----- Listed entries
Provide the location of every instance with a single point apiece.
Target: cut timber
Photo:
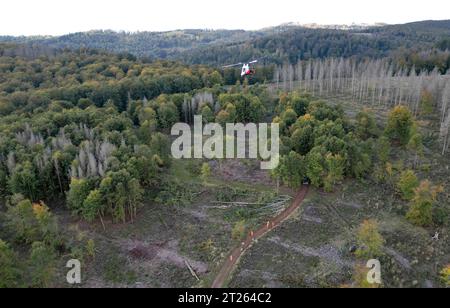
(191, 270)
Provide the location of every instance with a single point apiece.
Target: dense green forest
(277, 45)
(85, 140)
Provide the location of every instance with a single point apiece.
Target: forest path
(235, 255)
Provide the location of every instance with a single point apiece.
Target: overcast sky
(47, 17)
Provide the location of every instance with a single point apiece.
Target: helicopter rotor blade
(233, 65)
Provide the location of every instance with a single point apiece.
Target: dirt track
(238, 252)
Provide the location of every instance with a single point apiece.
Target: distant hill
(288, 42)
----------
# Set problem:
Write out all the lines above in full, shifting each point coordinate by adding 100 to both of its numbers, and leave out the pictures.

# The answer:
Provide the location of every instance with a single point apiece.
Target: cut timber
Photo:
(291, 370)
Provide the location of every instance with a single point apiece.
Target: dense green forest
(377, 145)
(185, 240)
Provide the location of every instance with a single point apiece.
Target: forest path
(335, 355)
Provide the location of every instance with a single point apiece.
Target: overcast sky
(147, 117)
Provide the location of every instance with a single point apiece.
Target: helicopter rotor blade
(333, 165)
Provide the location of every instance with a single point apiece.
Target: dirt track
(338, 352)
Provide the location of every instance with a single point apiece.
Target: distant hill
(388, 142)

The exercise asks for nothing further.